[Work to complete] Show every line of the entries below that contains the string "palm", counting only matches with the same case.

= = =

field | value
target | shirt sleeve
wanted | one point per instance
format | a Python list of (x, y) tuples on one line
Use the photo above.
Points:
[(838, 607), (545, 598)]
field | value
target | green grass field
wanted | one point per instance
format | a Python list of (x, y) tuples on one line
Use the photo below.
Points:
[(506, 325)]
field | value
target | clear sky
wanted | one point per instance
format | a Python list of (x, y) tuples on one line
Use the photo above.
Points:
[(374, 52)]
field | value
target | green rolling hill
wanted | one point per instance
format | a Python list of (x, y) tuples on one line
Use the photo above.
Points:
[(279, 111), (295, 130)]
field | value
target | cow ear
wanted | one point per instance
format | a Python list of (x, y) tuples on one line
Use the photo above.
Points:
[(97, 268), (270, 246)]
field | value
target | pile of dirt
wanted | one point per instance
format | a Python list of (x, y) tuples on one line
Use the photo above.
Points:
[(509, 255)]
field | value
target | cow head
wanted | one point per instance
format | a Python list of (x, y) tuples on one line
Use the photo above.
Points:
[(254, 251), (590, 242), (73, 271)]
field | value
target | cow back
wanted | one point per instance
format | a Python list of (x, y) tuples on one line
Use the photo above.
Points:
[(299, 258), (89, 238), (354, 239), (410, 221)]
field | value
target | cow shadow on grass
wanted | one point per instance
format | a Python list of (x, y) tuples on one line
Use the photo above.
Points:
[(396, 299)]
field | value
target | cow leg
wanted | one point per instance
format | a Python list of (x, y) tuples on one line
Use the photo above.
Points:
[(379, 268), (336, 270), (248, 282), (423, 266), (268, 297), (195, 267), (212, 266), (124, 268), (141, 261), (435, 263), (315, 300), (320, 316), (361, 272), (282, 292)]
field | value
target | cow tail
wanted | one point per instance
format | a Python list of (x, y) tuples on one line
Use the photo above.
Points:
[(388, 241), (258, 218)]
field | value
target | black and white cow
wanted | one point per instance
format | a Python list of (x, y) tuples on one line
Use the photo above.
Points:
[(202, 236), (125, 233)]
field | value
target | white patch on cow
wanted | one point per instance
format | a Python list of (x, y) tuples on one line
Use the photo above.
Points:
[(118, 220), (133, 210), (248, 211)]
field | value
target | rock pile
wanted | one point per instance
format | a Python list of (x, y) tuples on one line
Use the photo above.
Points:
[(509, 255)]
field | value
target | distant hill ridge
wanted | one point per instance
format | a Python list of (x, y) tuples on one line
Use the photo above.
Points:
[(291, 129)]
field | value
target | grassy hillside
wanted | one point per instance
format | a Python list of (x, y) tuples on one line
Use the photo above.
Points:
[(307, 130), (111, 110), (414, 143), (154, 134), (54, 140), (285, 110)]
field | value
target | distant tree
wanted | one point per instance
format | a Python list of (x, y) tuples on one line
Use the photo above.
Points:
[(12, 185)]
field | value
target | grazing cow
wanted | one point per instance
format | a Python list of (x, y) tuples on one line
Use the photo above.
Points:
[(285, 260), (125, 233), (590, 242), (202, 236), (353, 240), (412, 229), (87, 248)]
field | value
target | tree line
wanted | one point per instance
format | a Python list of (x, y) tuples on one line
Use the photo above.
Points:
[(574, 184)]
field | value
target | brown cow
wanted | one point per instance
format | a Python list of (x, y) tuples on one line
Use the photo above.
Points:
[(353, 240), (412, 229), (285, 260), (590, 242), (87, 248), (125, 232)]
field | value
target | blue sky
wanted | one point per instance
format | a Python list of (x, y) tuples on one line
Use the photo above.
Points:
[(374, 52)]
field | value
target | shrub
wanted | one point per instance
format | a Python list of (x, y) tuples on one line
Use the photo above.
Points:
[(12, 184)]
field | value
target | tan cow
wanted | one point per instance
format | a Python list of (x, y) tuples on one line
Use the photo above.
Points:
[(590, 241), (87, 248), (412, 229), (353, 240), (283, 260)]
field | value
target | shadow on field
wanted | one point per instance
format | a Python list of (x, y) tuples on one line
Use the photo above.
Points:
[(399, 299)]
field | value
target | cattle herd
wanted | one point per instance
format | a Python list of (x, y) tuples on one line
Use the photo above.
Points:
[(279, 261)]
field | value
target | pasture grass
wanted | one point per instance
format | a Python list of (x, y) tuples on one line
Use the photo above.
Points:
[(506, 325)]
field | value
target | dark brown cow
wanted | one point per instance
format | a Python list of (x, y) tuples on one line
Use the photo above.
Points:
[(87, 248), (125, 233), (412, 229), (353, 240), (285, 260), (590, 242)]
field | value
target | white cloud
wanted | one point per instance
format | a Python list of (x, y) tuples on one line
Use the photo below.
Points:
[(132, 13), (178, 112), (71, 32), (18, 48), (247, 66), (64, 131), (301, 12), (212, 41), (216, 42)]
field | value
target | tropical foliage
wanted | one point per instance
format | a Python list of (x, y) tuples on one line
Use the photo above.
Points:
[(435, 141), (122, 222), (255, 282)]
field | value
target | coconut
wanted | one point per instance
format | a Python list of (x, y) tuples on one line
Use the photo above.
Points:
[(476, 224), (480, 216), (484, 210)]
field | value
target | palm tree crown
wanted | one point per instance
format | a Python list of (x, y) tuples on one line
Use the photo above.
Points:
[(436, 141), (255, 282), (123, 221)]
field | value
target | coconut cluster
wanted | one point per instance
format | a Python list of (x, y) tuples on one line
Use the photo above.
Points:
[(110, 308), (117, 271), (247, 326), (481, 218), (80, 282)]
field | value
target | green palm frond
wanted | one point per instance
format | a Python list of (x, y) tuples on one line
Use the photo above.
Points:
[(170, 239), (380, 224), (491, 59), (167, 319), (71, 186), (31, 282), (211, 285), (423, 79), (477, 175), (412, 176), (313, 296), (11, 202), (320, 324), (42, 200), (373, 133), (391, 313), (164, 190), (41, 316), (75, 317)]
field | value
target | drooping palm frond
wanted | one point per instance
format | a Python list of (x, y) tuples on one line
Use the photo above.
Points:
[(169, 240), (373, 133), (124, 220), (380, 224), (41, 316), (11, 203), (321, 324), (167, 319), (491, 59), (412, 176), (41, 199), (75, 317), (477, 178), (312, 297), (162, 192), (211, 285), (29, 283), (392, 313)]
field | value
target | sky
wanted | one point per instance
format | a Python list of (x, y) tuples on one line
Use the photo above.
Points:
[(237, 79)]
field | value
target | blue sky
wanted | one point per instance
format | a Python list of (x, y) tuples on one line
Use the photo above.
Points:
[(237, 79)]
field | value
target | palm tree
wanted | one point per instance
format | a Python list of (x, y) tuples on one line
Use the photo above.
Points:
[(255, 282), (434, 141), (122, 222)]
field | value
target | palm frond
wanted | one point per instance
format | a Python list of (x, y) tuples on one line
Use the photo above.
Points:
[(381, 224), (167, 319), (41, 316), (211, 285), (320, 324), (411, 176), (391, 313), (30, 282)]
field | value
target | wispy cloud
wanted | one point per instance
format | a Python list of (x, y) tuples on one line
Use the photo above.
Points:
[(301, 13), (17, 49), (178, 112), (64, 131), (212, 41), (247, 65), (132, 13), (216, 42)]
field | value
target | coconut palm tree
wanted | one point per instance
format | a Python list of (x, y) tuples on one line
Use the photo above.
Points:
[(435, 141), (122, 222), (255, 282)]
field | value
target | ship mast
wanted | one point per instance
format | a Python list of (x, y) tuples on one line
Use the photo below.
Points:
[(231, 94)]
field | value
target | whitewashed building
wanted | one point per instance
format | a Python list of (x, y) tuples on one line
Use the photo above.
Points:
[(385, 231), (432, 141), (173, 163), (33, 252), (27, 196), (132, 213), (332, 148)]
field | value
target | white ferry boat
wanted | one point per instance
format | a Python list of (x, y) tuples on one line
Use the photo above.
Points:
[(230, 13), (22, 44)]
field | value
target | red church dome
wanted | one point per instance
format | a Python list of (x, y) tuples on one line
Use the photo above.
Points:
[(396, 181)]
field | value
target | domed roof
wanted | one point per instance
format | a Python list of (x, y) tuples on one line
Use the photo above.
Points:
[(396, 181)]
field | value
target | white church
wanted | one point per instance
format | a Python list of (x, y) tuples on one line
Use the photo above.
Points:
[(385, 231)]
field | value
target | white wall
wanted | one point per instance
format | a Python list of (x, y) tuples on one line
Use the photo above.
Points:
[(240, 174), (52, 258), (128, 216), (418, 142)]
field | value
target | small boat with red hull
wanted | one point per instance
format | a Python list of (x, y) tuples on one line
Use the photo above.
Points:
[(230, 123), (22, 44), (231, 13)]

= = =

[Solution to the exercise]
target | palm tree crown
target | green palm frond
target | drooping palm frond
target | palm tree
target | palm frond
target | coconut palm tree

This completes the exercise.